(PAGE TEXT):
We jump from normality to the strange, from voice to voice, but also from time to time. Within this piece alone we go from the present to Kafka in 1911, to Flaubert visiting the same museum as the narrator, to “Mary and Joseph”, and of course to Napoleon himself. If Sebald’s narrators do not live horizontally, in the sense that they struggle to connect to humans around them, they do however live vertically through time, endlessly connecting to past figures and ideas as intimates and friends, or at least frames of reference. This, too, is hardly typical, and encourages the reader to see the world the same way.

Once we are seeing as Sebald did, he can start encouraging us also to share a more specific view, beyond just unease and scepticism of his sources – his pessimism. “The unfathomable misfortune of life” is how he names it here, but other similar phrases are scattered throughout, not so often as to be overwhelming yet unmissably there. One way this is justified is through violence, overt in places, but more often bubbling.

[Descriptions of image regions in natural language]
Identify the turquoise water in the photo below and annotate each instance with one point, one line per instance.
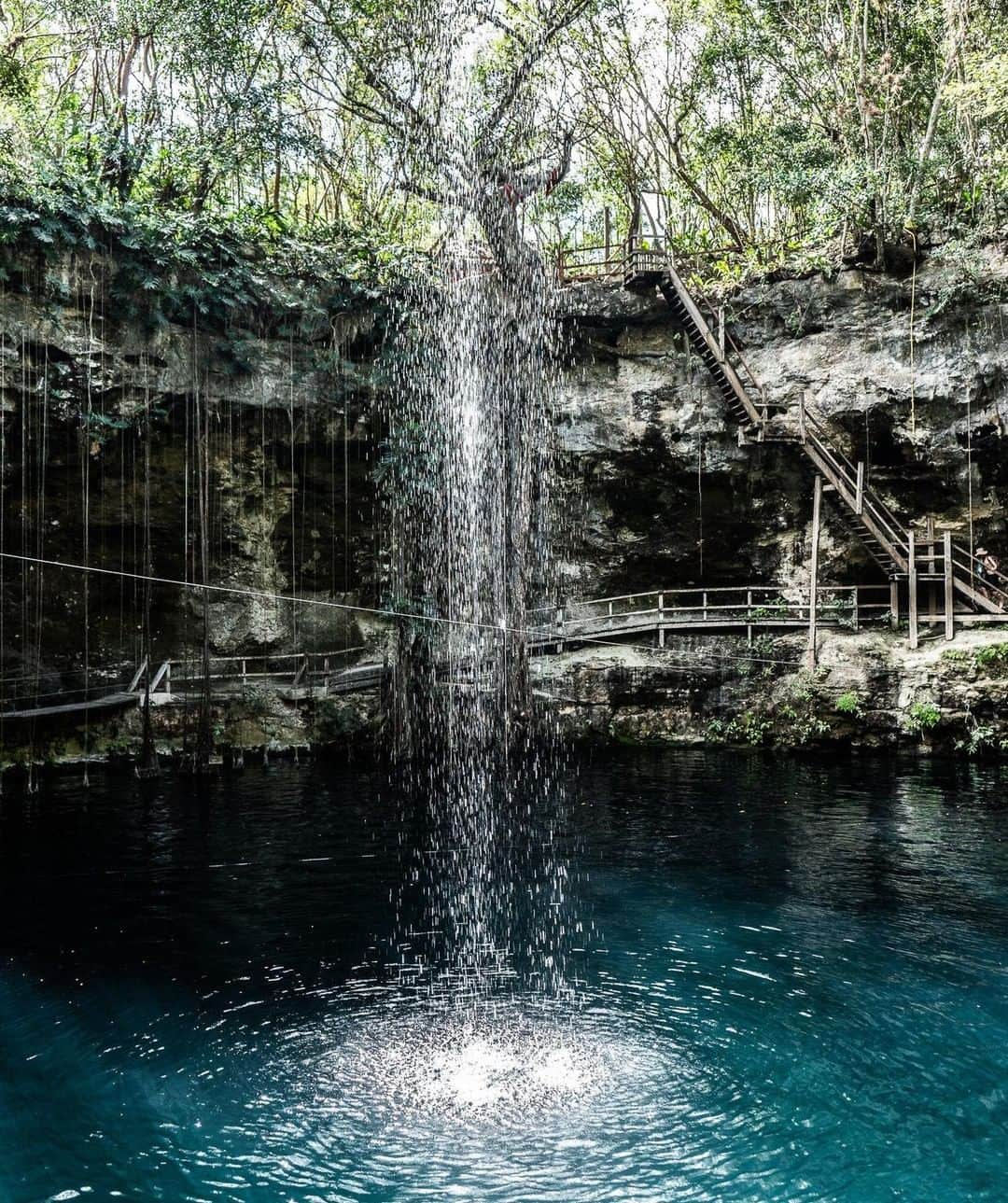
(791, 986)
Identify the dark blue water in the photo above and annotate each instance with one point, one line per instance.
(796, 990)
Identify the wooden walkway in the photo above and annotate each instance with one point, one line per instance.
(650, 616)
(917, 560)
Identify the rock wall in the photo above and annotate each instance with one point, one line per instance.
(653, 490)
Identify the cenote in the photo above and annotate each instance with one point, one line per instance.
(791, 986)
(503, 602)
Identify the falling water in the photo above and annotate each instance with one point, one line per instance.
(467, 487)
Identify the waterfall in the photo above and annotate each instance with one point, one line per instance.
(466, 478)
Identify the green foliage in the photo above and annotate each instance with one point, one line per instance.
(923, 716)
(990, 660)
(234, 275)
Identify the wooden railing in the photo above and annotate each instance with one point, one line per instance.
(721, 608)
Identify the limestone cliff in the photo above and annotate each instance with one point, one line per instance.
(654, 490)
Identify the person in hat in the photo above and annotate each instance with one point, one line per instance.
(987, 567)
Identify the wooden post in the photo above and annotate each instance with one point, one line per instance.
(912, 575)
(949, 616)
(813, 582)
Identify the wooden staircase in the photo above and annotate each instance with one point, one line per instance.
(892, 545)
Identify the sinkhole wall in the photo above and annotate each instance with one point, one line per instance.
(112, 421)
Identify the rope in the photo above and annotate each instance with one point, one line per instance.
(231, 590)
(261, 594)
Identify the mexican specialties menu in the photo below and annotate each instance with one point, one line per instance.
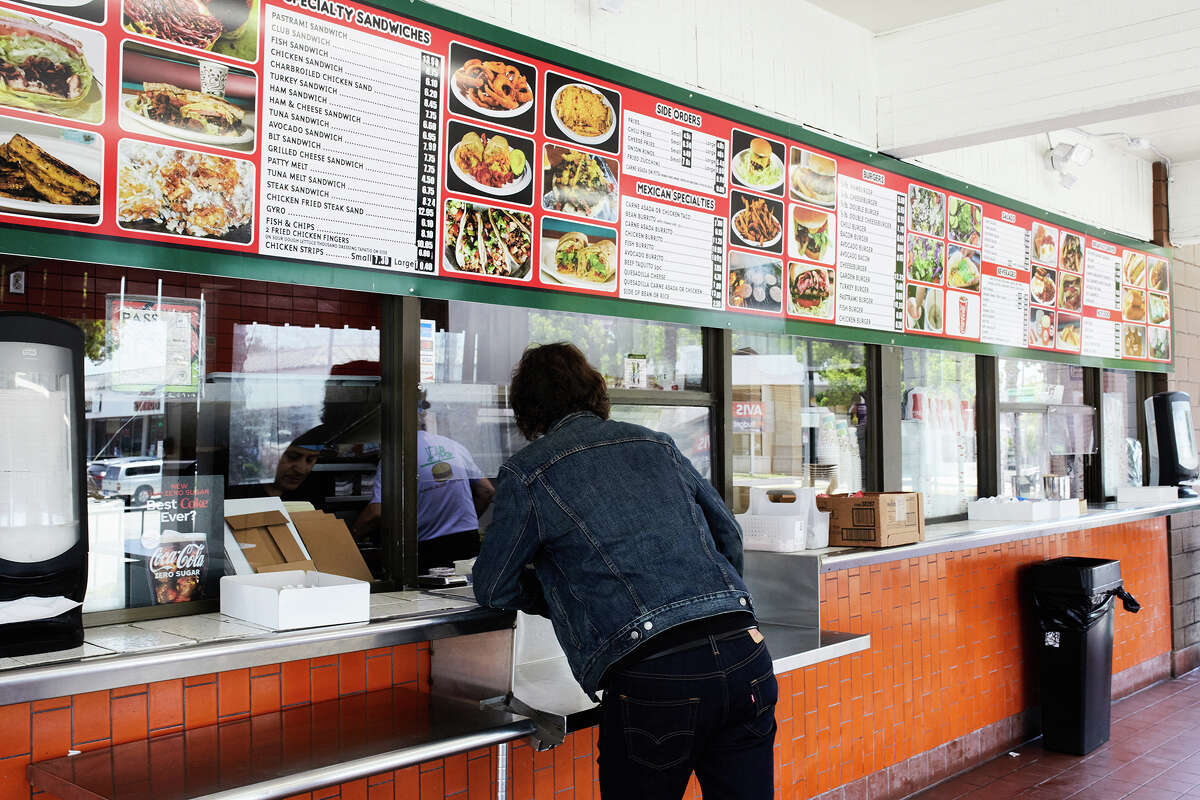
(324, 131)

(WORK ORDER 1): Change the passage on Sebald from "Once we are" up to and including "more often bubbling.", putting "melancholy" in place of "pessimism".
(WORK ORDER 2): Go on with the passage on Sebald from the point where it stops.
The entries are not needed for any of this work.

(WRITTEN RESPONSE 1):
Once we are seeing as Sebald did, he can start encouraging us also to share a more specific view, beyond just unease and scepticism of his sources – his melancholy. “The unfathomable misfortune of life” is how he names it here, but other similar phrases are scattered throughout, not so often as to be overwhelming yet unmissably there. One way this is justified is through violence, overt in places, but more often bubbling.

(WRITTEN RESPONSE 2):
At the end of the first prose piece, a bomb goes off – it is Corsica after all. The second piece talks about burial practices, but also the banditry of Corsica. The third details the devastating effects of hunting and logging on the original ecosystems of the island, and local inhabitants’ inability to connect the consequences to their own actions. Such violence is blatant. Once we start thinking in terms of violence we are able to pick up its more subtle traces, such as in the manias affecting various figures (including at times the narrator himself). Or even, in a description like this:

Before leaving the museum I went down to the basement, where there is a collection of Napoleonic mementos and devotional items on display. It includes objects adorned with the head and initials of Napoleon—letter openers, seals, penknives, and boxes for tobacco and snuff—miniatures of the entire clan and most of their descendants, silhouettes and biscuit medallions, an ostrich egg painted with an Egyptian scene, brightly colored faïence plates, porcelain cups, plaster busts, alabaster figures, a bronze of Bonaparte mounted on a dromedary, and also, beneath a glass dome almost as tall as a man, a moth-eaten uniform tunic cut like a tailcoat, edged with red braid and bearing twelve brass buttons: l’habit d’un colonel des Chasseurs de la Garde, que porta Napoléon Ier (The uniform of a colonel in the Chasseurs de la Garde, worn by Napoleon I).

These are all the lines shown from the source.